● WORK ORDER: Beginning with the first line below, output every record verbatim and leave out the images.

[Point-per-instance localization data]
--------

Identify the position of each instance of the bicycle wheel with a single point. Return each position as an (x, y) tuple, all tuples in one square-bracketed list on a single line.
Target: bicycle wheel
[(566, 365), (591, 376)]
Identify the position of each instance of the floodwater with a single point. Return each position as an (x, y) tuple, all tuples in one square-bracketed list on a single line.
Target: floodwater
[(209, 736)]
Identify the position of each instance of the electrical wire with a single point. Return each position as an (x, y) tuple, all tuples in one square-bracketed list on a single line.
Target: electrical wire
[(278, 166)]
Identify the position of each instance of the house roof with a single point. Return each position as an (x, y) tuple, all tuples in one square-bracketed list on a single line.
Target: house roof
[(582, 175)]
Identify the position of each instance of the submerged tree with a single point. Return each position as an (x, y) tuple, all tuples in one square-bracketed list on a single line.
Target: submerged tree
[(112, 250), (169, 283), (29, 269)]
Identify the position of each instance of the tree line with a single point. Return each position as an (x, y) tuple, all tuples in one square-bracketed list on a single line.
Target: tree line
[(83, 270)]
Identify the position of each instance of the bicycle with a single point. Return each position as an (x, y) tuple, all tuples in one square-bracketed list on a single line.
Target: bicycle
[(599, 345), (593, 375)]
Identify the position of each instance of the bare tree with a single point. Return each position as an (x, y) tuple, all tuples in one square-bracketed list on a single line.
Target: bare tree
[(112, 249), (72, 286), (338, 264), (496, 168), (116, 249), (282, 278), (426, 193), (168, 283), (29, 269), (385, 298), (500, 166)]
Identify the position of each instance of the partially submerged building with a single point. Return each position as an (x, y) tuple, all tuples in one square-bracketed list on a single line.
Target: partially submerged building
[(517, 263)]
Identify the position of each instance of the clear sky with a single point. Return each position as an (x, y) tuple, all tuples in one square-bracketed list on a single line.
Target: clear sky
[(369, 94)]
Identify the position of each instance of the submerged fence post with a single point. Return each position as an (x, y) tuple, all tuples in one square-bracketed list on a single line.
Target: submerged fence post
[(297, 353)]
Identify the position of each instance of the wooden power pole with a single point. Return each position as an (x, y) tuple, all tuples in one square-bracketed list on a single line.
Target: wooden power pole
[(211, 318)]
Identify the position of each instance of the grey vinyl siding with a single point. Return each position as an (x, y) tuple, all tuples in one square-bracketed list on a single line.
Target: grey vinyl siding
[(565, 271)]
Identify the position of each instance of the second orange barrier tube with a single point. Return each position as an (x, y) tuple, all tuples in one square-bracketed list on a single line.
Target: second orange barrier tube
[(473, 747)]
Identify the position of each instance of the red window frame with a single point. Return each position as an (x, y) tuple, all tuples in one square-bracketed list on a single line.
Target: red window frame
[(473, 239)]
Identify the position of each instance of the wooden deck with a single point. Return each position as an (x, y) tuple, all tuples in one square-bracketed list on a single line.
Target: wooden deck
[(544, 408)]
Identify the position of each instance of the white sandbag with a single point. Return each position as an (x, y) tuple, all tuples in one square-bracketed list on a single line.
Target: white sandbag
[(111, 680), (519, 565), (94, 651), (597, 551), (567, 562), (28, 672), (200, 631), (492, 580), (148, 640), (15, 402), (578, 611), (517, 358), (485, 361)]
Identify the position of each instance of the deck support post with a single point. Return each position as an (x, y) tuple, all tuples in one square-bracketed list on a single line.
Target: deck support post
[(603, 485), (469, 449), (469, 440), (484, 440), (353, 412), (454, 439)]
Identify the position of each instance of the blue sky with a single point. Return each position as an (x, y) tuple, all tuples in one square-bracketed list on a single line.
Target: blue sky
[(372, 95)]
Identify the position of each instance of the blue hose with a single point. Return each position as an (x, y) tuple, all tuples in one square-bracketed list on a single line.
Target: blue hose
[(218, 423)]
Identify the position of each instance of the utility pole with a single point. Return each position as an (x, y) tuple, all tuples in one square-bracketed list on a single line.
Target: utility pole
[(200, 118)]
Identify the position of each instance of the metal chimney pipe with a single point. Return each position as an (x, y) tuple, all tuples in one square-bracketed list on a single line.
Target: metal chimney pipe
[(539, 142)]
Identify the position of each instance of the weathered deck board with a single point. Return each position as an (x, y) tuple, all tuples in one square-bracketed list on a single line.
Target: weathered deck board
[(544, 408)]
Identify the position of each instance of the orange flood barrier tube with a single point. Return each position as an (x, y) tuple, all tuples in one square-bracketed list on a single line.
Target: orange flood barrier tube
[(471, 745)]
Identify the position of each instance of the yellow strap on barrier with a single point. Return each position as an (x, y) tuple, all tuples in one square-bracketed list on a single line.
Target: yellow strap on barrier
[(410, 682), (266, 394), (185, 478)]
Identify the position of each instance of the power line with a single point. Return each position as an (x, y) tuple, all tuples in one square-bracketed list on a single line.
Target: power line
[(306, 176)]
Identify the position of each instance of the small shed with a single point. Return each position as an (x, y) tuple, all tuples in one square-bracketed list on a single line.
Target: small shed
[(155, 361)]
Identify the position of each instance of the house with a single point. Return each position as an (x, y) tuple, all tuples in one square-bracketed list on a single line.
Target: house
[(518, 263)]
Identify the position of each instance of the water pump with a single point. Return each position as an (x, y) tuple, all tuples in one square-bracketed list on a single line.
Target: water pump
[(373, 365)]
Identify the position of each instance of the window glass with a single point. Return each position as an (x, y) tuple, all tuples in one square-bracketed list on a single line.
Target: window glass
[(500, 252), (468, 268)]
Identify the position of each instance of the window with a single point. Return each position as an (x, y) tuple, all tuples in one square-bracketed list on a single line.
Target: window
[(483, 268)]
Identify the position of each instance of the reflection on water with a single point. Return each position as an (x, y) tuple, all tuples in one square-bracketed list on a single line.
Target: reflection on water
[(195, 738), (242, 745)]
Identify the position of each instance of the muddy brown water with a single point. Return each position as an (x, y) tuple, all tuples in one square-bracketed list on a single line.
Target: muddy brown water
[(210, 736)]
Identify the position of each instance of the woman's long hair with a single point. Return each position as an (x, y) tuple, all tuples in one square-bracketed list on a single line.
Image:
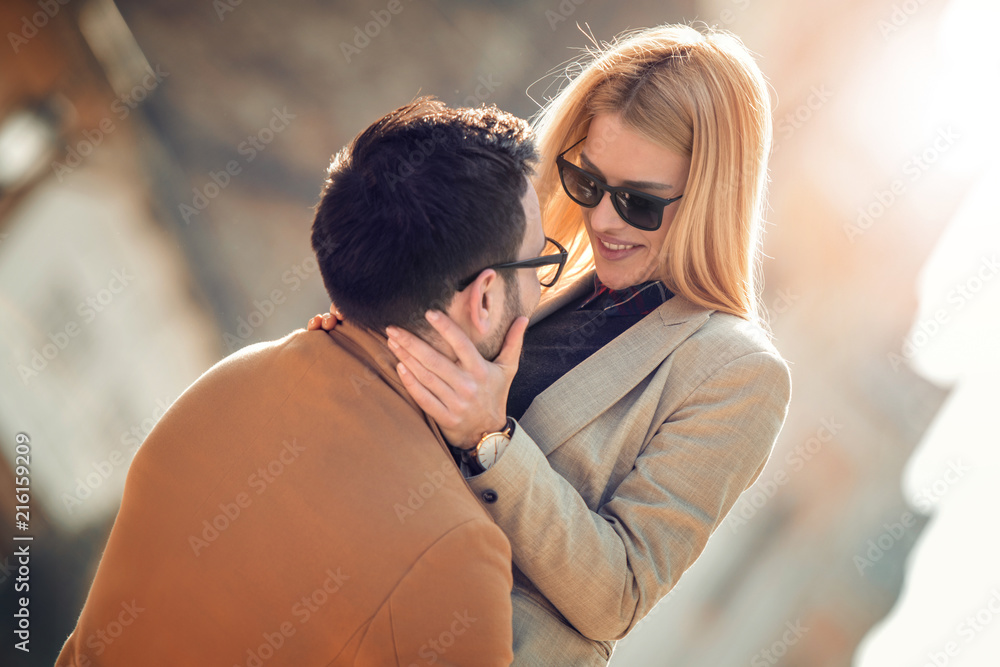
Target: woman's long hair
[(698, 94)]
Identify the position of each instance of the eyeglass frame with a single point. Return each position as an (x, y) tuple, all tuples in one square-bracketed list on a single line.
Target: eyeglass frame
[(562, 162), (532, 263)]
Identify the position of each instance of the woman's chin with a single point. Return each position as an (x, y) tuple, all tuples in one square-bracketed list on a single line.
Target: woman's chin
[(618, 277)]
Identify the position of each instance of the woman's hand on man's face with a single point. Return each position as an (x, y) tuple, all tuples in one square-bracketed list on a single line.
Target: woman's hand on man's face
[(466, 398)]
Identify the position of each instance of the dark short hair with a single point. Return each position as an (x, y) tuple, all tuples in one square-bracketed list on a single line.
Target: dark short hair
[(425, 197)]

--------

● RESPONSE FOR THIS EXERCISE:
Identify the position of each instance of the bicycle wheel with a single point. Return each position as an (x, y) tuple, all tuples in one square-bracketed list on a single line.
Target: bicycle wheel
[(566, 365), (591, 376)]
Identify the position of each instance of the floodwater with a single point. Return each position as an (x, y) tuple, all tuples in one square-bracketed list on a single line.
Target: floodwater
[(209, 736)]
Identify the position of each instance of the electrical wire with a single point. Return each position as an (x, y) tuple, all tuples in one square-bracketed list on a single line.
Target: electrical wire
[(278, 166)]
Identify the position of each instance of the house roof with a single point. Return each position as an (x, y) tuple, all tuples in one square-bracketed list on a single line.
Target: house roof
[(582, 175)]
Identify the position of each instance of the submerged tree with a single point. Return each position as an (x, y) tuple, all tuples in one square-bracketed list on a single line.
Target: submerged tree
[(112, 250), (169, 283), (29, 269)]
Identify the position of each instance of the tree line with a single point. Return each position as an (x, y) tuple, all tuples in one square-bracketed list on a single line.
Target: tree line
[(83, 270)]
Identify the position of each instance of the bicycle with a single point. Return each position as an (x, y) tuple, all tuples in one square-bracketed list on a single line.
Target: bicycle
[(599, 345), (593, 375)]
Identify the position of each instance of the bare tree with a single point. Return each position as an (x, y) tuple, all tuples in one square-bracketed list on a single line.
Target: bare tree
[(112, 249), (72, 286), (338, 264), (496, 168), (116, 249), (282, 278), (426, 193), (168, 283), (29, 269), (385, 298), (500, 166)]
Identify the position of each instance of the partially submerged building with a single point. Return each position as an (x, y) tuple, all tuples in one square-bracketed list on a single line.
Target: partially submerged building
[(517, 263)]
Identify the position of each instance of the clear sky with a single point. Return each position as an (x, y) tuple, all tuples in one square-bracketed list on a single line.
Target: clear sky
[(369, 94)]
Identify the position of each instance of the submerged fence post with a single point. Return each position as an (x, y) tuple, all tuples in one square-bracketed list on a single line.
Target: submerged fence post
[(297, 353)]
Identify the position of each instance of the wooden power pole with a single point. Return each position as an (x, y) tuple, all tuples in one square-bracketed list on a single line.
Target: wooden power pole
[(211, 318)]
Identify the position of each instance of the grey vinyl siding with a single point. Return each position as an (x, y) tuple, all tuples in one square-bracketed list on a single line.
Target: grey vinyl siding
[(565, 271)]
Identify the position of each instance of the second orange barrier tube with a single point. Return each position as an (x, y) tuple, all tuples in one square-bracketed list on a single line.
Target: second orange barrier tube
[(473, 747)]
Identify the position of each instance of the red window frame with a single point. Return each position as an (x, y) tuple, all tuples in one square-bracketed list on a single line.
Target: red window frame
[(473, 239)]
Identify the position of each instance of the wooden deck with a single point. Return each position as an (x, y) tuple, all tuples in one square-bracketed list on a single line.
Target: wooden deck
[(544, 408)]
Identify the position of each instance of the white sandbag with a single point. Return each position as an (x, y) tuple, all tuples in one square-bracketed list on a single line.
Target: white sandbag
[(111, 680), (519, 565), (94, 651), (597, 551), (567, 562), (28, 672), (200, 631), (492, 580), (148, 640), (15, 402), (578, 611), (517, 358), (485, 361)]
Identify the position of each instance of the deck support post with a single point. Return each position as an (x, y) tuple, all tuples in one square-bracketed list on a single line.
Target: deck support post
[(603, 485), (469, 449), (469, 440), (484, 440), (353, 412), (454, 439)]
Identify the position of each instance of the blue sky with a single point. Return each position as an (x, y) tuple, all tuples in one square-bracketed list on a single line.
Target: blue sky
[(372, 95)]
Identify the position of each instance of the blue hose with a single point. Return each position as an (x, y) tuple, all tuples in one square-bracketed list on a single line.
Target: blue hose
[(218, 423)]
Identify the position of each instance of the utility pole with a single point. Return each position as an (x, y) tuple, all tuples in one square-bracketed list on a single line.
Target: utility pole
[(200, 118)]
Identify the position of each instance of the metal chimney pipe with a single point. Return each position as an (x, y) tuple, all tuples in one square-bracketed list on a single line.
Target: metal chimney pipe
[(539, 142)]
Identify the position of each instance of the weathered deck board with a single point. Return each position as an (x, y) tuple, all tuples in one square-bracketed list on a single line.
Target: weathered deck board
[(544, 408)]
Identify the position of each instance of the orange flood barrier tube with a single point. Return each position as an (x, y) tuple, all tuples in one square-bracketed list on a single line.
Target: orange flood barrier tube
[(471, 745)]
Identify the position of each instance of the yellow strap on barrier with a single point. Return each position as an (x, y) tuple, all tuples in one square-bracketed list on a single line.
Target: yellow strap on barrier
[(410, 682), (266, 394), (185, 478)]
Identify the position of each instance of the power line with a single point. Return each position as an (x, y) tuple, all tuples in one square-bracketed list on a single line.
Target: power line
[(306, 176)]
Identify the position of each instance of the small shed with a single point. Return each position as an (x, y) tuple, all tuples in one square-bracketed list on a single line.
Target: small shed
[(155, 361)]
Identify the position of each instance of the house with a single point. Return each position as an (x, y) tuple, all tuples in one square-bracketed list on a single line.
Target: house
[(518, 263)]
Identify the position of each instance of the water pump with a single point. Return each position as an (x, y) tuple, all tuples in one square-bracketed list on a single line.
Target: water pump
[(373, 365)]
Identify the position of each instance of the window glass with a single point. Return each position as an (x, y) tuple, all tuples in one square-bracketed list on a single line.
Target: window glass
[(500, 252), (468, 268)]
Identify the position of each instance of the window with a single point. Return each position as an (x, y) tuple, all tuples in one square-bracketed list on a single line.
Target: window
[(483, 268)]
Identify the position of each instance of the reflection on water with a single point. Return each position as an (x, y) tuple, all tuples in one square-bracketed list on a single line.
Target: reflection on water
[(195, 738), (242, 745)]
Identify the position of each instance of the muddy brown water with a single point. Return each position as an (x, y) tuple, all tuples in one square-bracketed list on a single line.
Target: muddy brown water
[(210, 736)]
Identify the position of each instance of the woman's long hair with a single point. Return each position as an (x, y) tuple, all tuples in one square-bracketed list on a single line.
Image:
Target: woman's long hair
[(698, 94)]
Identify the position of each instance of the eyeglass frame with a single point. Return each position as an (x, y) tuple, all tuples in one square-bracketed list on a single line.
Target: eyeglass frame
[(562, 162), (532, 263)]
Identify the position of each instance of the woman's chin with a single point. Return each position as an (x, y) tuple, all tuples in one square-bracketed list on a single line.
Target: woman's chin
[(618, 277)]
Identify the position of each instance of the woman's hand on man's face with a single point. Return each position as an (x, y) tuple, all tuples in one square-bracketed list on a single line.
Target: woman's hand on man's face
[(466, 398)]
Identify the position of each instance of the dark short hair with a single point. Return each position as an (x, y) tuple, all tuples in one square-bracketed list on a single line.
Target: dark short hair
[(425, 197)]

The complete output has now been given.